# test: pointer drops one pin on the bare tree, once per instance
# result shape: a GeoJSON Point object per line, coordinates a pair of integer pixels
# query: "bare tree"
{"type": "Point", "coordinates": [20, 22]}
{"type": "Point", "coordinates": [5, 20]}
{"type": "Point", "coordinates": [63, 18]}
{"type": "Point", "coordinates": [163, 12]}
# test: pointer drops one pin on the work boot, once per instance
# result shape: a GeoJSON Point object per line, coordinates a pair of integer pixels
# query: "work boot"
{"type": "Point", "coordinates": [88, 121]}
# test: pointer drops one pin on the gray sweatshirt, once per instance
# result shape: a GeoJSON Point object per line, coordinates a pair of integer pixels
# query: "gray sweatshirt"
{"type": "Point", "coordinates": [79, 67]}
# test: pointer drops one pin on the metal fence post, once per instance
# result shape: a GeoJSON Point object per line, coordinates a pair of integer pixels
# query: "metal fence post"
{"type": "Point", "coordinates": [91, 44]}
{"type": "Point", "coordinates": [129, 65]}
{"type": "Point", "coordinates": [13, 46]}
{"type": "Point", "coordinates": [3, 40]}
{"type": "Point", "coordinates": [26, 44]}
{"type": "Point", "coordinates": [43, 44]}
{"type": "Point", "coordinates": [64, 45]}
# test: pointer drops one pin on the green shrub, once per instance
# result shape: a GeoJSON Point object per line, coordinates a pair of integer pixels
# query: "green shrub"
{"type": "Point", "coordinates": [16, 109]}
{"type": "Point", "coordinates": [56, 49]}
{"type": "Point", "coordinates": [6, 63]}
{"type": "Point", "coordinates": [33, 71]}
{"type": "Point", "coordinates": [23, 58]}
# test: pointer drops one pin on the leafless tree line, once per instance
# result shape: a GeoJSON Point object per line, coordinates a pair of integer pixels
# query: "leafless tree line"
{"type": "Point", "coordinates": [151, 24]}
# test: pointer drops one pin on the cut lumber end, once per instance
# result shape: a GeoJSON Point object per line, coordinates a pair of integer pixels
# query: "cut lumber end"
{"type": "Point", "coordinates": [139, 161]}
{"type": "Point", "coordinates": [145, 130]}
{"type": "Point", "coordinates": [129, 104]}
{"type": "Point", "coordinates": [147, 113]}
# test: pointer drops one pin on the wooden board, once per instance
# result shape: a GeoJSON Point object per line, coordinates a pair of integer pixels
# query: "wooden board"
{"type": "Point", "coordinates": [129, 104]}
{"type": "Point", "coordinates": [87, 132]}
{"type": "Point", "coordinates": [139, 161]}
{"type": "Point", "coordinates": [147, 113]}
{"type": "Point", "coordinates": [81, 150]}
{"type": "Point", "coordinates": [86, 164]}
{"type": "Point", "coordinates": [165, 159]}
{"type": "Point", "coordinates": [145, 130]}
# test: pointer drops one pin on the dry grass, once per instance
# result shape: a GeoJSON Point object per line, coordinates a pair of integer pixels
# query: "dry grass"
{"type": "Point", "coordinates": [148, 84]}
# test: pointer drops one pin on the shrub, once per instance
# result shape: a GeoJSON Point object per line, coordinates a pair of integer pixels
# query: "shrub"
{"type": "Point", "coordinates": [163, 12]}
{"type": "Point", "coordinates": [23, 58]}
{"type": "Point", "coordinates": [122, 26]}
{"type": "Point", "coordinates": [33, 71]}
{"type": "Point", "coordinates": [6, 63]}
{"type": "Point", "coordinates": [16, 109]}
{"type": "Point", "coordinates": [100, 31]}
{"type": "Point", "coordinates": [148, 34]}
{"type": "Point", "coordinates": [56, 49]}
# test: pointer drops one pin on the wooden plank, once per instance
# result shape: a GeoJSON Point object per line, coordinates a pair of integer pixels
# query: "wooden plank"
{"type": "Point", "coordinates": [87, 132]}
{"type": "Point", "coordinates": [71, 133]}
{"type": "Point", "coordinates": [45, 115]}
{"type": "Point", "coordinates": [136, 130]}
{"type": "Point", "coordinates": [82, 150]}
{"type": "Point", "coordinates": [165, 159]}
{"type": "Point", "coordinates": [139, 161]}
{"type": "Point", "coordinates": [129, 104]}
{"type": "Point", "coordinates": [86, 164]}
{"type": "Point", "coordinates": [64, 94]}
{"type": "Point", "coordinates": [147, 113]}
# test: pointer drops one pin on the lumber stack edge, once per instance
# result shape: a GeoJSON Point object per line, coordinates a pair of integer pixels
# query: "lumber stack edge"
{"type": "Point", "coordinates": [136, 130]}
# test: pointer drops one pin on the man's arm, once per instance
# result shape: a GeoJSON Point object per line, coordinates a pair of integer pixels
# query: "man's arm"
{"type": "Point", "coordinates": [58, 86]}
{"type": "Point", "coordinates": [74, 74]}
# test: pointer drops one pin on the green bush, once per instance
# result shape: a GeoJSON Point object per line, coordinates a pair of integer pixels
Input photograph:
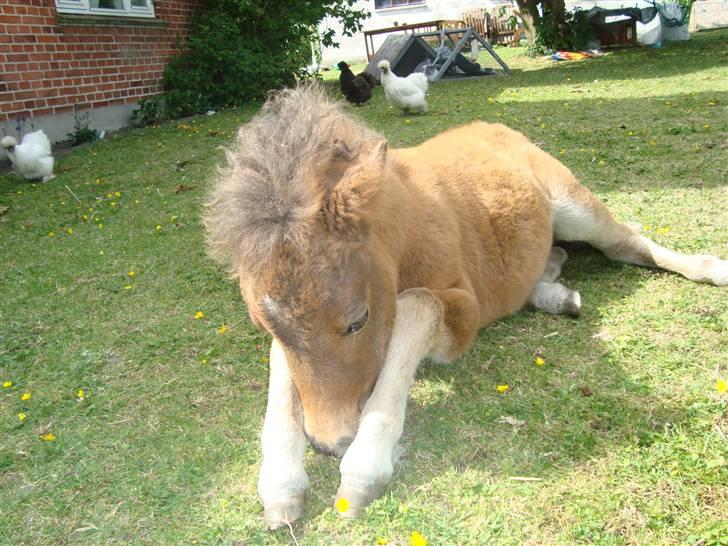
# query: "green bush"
{"type": "Point", "coordinates": [573, 34]}
{"type": "Point", "coordinates": [237, 50]}
{"type": "Point", "coordinates": [149, 112]}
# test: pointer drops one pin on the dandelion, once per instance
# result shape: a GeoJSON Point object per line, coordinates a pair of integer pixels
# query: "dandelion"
{"type": "Point", "coordinates": [342, 505]}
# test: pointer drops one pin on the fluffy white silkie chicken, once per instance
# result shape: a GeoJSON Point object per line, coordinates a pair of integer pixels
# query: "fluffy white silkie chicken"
{"type": "Point", "coordinates": [407, 94]}
{"type": "Point", "coordinates": [31, 158]}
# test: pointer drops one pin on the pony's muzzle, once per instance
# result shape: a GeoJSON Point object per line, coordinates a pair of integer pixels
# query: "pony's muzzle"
{"type": "Point", "coordinates": [336, 449]}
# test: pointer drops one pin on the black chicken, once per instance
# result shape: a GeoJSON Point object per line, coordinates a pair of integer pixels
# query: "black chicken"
{"type": "Point", "coordinates": [356, 89]}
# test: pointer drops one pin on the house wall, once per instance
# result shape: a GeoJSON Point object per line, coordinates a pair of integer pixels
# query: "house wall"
{"type": "Point", "coordinates": [51, 63]}
{"type": "Point", "coordinates": [352, 49]}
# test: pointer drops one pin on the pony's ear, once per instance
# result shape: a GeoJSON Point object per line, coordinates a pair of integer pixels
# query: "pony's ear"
{"type": "Point", "coordinates": [347, 207]}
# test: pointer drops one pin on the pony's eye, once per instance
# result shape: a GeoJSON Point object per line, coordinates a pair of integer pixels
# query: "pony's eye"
{"type": "Point", "coordinates": [357, 324]}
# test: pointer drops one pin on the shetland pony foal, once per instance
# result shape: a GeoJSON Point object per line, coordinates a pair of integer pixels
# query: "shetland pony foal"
{"type": "Point", "coordinates": [361, 261]}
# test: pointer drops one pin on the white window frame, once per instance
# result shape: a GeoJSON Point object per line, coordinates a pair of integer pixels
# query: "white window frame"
{"type": "Point", "coordinates": [82, 7]}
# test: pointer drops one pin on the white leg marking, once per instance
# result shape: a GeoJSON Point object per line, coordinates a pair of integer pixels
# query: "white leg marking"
{"type": "Point", "coordinates": [555, 298]}
{"type": "Point", "coordinates": [282, 482]}
{"type": "Point", "coordinates": [367, 464]}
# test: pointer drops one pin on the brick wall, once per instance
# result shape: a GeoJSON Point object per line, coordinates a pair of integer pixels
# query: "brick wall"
{"type": "Point", "coordinates": [48, 65]}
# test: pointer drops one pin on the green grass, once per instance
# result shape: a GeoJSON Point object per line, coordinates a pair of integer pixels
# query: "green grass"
{"type": "Point", "coordinates": [623, 426]}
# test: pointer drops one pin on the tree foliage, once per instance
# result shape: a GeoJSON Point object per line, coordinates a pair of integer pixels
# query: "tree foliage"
{"type": "Point", "coordinates": [237, 50]}
{"type": "Point", "coordinates": [550, 27]}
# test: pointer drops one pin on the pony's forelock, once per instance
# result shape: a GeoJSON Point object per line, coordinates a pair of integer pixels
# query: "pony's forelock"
{"type": "Point", "coordinates": [261, 197]}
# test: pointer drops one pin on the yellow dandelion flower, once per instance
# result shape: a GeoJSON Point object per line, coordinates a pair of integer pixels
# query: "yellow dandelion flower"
{"type": "Point", "coordinates": [342, 505]}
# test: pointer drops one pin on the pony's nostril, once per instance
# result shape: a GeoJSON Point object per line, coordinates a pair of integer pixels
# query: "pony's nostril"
{"type": "Point", "coordinates": [343, 443]}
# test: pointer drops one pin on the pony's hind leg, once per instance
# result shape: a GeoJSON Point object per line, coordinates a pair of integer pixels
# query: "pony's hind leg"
{"type": "Point", "coordinates": [551, 296]}
{"type": "Point", "coordinates": [579, 216]}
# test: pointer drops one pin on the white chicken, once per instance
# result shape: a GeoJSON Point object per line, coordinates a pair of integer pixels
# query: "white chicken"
{"type": "Point", "coordinates": [31, 158]}
{"type": "Point", "coordinates": [407, 94]}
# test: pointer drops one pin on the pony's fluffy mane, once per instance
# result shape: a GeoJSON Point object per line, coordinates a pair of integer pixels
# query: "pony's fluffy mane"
{"type": "Point", "coordinates": [264, 196]}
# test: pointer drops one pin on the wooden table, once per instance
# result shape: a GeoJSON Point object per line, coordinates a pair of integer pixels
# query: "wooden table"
{"type": "Point", "coordinates": [427, 26]}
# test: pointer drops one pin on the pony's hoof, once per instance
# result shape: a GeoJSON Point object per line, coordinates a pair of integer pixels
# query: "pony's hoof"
{"type": "Point", "coordinates": [352, 500]}
{"type": "Point", "coordinates": [572, 304]}
{"type": "Point", "coordinates": [279, 514]}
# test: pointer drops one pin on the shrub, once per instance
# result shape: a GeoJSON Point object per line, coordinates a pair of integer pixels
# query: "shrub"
{"type": "Point", "coordinates": [149, 112]}
{"type": "Point", "coordinates": [237, 50]}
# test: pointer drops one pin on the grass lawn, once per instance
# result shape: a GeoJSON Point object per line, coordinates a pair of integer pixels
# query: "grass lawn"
{"type": "Point", "coordinates": [623, 431]}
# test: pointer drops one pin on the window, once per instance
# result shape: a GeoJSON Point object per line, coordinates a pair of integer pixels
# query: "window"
{"type": "Point", "coordinates": [128, 8]}
{"type": "Point", "coordinates": [382, 4]}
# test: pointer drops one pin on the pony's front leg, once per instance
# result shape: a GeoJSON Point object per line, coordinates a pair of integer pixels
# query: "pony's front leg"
{"type": "Point", "coordinates": [421, 329]}
{"type": "Point", "coordinates": [282, 482]}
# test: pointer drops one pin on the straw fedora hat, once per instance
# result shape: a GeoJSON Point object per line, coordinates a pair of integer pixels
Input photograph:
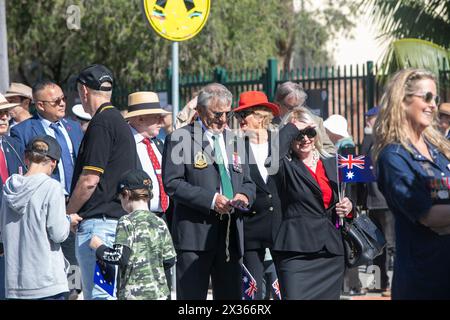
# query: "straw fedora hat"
{"type": "Point", "coordinates": [20, 90]}
{"type": "Point", "coordinates": [445, 108]}
{"type": "Point", "coordinates": [250, 99]}
{"type": "Point", "coordinates": [142, 103]}
{"type": "Point", "coordinates": [4, 104]}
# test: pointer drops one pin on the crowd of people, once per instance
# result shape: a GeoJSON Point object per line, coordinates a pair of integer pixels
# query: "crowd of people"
{"type": "Point", "coordinates": [105, 192]}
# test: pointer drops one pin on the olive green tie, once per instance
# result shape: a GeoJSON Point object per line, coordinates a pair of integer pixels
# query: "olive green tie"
{"type": "Point", "coordinates": [227, 188]}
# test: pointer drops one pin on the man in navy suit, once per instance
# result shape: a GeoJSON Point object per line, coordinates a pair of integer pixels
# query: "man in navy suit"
{"type": "Point", "coordinates": [49, 120]}
{"type": "Point", "coordinates": [10, 162]}
{"type": "Point", "coordinates": [205, 179]}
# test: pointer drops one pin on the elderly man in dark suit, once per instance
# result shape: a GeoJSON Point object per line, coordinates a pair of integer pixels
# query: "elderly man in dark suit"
{"type": "Point", "coordinates": [49, 120]}
{"type": "Point", "coordinates": [208, 183]}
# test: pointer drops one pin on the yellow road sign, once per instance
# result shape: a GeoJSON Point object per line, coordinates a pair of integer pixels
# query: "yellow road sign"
{"type": "Point", "coordinates": [177, 20]}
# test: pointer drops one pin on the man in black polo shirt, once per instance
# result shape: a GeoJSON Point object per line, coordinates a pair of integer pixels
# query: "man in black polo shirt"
{"type": "Point", "coordinates": [107, 150]}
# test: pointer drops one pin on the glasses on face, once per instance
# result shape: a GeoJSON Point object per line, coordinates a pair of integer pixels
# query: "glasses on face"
{"type": "Point", "coordinates": [56, 102]}
{"type": "Point", "coordinates": [218, 115]}
{"type": "Point", "coordinates": [241, 115]}
{"type": "Point", "coordinates": [428, 97]}
{"type": "Point", "coordinates": [308, 132]}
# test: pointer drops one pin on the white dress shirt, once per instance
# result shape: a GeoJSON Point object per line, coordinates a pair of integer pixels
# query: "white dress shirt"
{"type": "Point", "coordinates": [147, 166]}
{"type": "Point", "coordinates": [46, 124]}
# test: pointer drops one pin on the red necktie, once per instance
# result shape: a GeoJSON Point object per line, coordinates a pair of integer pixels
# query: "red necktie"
{"type": "Point", "coordinates": [157, 167]}
{"type": "Point", "coordinates": [3, 167]}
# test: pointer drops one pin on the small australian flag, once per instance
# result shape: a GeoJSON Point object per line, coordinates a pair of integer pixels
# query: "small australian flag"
{"type": "Point", "coordinates": [249, 287]}
{"type": "Point", "coordinates": [106, 279]}
{"type": "Point", "coordinates": [355, 168]}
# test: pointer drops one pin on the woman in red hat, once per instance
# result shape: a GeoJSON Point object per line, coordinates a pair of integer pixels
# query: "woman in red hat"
{"type": "Point", "coordinates": [254, 114]}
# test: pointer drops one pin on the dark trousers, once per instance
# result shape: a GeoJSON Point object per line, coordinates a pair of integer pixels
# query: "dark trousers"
{"type": "Point", "coordinates": [351, 280]}
{"type": "Point", "coordinates": [167, 272]}
{"type": "Point", "coordinates": [254, 261]}
{"type": "Point", "coordinates": [309, 276]}
{"type": "Point", "coordinates": [384, 220]}
{"type": "Point", "coordinates": [263, 272]}
{"type": "Point", "coordinates": [195, 268]}
{"type": "Point", "coordinates": [270, 275]}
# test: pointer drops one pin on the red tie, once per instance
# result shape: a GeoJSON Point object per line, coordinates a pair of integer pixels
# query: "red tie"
{"type": "Point", "coordinates": [157, 167]}
{"type": "Point", "coordinates": [3, 168]}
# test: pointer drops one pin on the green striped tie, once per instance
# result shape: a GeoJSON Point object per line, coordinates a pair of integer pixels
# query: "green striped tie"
{"type": "Point", "coordinates": [227, 188]}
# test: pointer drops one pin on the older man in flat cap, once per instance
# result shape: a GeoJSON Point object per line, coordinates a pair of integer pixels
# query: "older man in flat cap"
{"type": "Point", "coordinates": [10, 162]}
{"type": "Point", "coordinates": [22, 95]}
{"type": "Point", "coordinates": [107, 150]}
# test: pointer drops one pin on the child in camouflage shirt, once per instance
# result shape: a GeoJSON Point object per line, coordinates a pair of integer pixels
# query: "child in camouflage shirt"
{"type": "Point", "coordinates": [143, 248]}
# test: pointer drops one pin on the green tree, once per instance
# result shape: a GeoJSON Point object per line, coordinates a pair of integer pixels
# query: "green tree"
{"type": "Point", "coordinates": [238, 35]}
{"type": "Point", "coordinates": [305, 33]}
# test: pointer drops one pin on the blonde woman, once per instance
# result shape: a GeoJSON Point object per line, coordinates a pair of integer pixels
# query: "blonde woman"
{"type": "Point", "coordinates": [413, 164]}
{"type": "Point", "coordinates": [308, 249]}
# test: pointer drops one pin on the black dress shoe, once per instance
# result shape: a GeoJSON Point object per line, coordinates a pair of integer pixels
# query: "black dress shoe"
{"type": "Point", "coordinates": [357, 292]}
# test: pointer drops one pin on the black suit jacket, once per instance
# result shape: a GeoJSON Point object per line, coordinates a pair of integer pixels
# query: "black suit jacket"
{"type": "Point", "coordinates": [262, 221]}
{"type": "Point", "coordinates": [195, 226]}
{"type": "Point", "coordinates": [306, 225]}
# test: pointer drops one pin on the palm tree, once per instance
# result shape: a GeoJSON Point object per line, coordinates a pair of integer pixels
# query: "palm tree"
{"type": "Point", "coordinates": [418, 30]}
{"type": "Point", "coordinates": [421, 19]}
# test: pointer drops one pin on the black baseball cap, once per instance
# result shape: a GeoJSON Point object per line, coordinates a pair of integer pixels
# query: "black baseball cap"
{"type": "Point", "coordinates": [134, 179]}
{"type": "Point", "coordinates": [94, 76]}
{"type": "Point", "coordinates": [51, 149]}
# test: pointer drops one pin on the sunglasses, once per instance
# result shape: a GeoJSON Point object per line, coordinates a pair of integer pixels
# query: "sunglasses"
{"type": "Point", "coordinates": [428, 97]}
{"type": "Point", "coordinates": [243, 114]}
{"type": "Point", "coordinates": [308, 132]}
{"type": "Point", "coordinates": [56, 102]}
{"type": "Point", "coordinates": [218, 115]}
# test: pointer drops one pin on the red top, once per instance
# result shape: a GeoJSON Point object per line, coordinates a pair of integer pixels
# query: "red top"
{"type": "Point", "coordinates": [324, 183]}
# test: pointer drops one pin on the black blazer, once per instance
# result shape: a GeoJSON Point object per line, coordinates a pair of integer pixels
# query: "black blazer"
{"type": "Point", "coordinates": [262, 221]}
{"type": "Point", "coordinates": [306, 225]}
{"type": "Point", "coordinates": [192, 188]}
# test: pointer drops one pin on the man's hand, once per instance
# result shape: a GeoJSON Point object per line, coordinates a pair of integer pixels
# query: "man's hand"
{"type": "Point", "coordinates": [74, 221]}
{"type": "Point", "coordinates": [222, 204]}
{"type": "Point", "coordinates": [239, 201]}
{"type": "Point", "coordinates": [95, 242]}
{"type": "Point", "coordinates": [344, 207]}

What you need to do :: Output an exact copy of the lines beginning at the one that holds "# test: pointer drops one pin on the man's hand, once" and running through the final line of the records.

Finished task ::
# test: pointer drops one pin on the man's hand, once per instance
# result shape: a GeoJSON Point object per line, coordinates a pair of integer pixels
# query: "man's hand"
{"type": "Point", "coordinates": [74, 221]}
{"type": "Point", "coordinates": [222, 204]}
{"type": "Point", "coordinates": [239, 201]}
{"type": "Point", "coordinates": [95, 242]}
{"type": "Point", "coordinates": [344, 207]}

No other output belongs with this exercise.